◆ YOUR GOAL
Once you reach the line that holds "Locate every instance of the white cloud" in the listing below, output it and every line after it through the line that holds "Locate every instance of the white house", word for word.

Segment Start: DATA EXCERPTS

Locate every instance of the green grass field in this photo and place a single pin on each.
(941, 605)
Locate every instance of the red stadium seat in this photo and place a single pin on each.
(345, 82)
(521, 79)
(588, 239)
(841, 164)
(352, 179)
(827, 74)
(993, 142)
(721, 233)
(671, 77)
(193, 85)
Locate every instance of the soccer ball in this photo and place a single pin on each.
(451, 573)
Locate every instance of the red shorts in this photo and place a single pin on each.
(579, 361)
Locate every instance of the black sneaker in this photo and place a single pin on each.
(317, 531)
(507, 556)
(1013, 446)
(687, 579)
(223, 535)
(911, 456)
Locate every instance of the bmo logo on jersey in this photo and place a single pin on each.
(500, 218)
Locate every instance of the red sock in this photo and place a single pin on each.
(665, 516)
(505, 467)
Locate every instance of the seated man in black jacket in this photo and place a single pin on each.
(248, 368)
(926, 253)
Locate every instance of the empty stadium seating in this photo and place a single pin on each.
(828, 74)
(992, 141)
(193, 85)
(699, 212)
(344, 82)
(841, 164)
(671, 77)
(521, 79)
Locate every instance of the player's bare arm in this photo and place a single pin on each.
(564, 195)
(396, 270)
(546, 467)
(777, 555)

Segment End: DATA EXCERPTS
Segment Start: DATA EXCERPTS

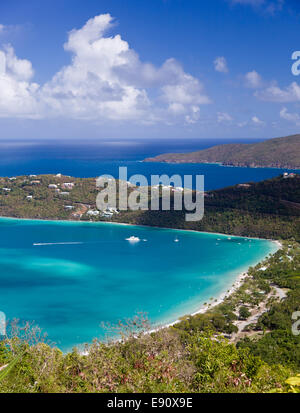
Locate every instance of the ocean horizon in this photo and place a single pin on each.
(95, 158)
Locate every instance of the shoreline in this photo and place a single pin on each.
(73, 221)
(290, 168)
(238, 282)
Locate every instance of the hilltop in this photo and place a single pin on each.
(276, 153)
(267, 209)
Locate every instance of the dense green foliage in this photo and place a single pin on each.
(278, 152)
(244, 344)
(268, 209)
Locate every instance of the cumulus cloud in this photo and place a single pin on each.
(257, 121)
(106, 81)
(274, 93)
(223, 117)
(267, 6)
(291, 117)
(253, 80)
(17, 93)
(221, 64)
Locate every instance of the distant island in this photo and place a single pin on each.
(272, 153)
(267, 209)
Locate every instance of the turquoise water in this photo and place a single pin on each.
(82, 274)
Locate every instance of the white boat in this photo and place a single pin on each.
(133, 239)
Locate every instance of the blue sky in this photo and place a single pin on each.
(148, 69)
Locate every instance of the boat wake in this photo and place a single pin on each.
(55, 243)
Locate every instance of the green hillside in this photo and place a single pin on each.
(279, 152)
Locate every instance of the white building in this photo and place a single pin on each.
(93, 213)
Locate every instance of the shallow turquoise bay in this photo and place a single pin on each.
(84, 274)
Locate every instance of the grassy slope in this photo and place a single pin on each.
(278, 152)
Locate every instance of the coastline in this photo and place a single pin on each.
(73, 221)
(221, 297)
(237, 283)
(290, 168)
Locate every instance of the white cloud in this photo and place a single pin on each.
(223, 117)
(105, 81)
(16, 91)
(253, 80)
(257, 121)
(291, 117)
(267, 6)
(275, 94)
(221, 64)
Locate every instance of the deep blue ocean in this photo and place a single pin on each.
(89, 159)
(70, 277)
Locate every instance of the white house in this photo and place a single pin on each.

Segment End: DATA EXCERPTS

◆ REPLY
Locate every instance of the white cloud in this photo and place a single pin on each.
(223, 117)
(105, 81)
(16, 91)
(253, 80)
(257, 121)
(291, 117)
(267, 6)
(275, 94)
(221, 64)
Locate every instance of the deep blue ocean in this photo and place a single pin on each.
(89, 159)
(70, 277)
Locate every instance of the white house in this photo and place a single pin on each.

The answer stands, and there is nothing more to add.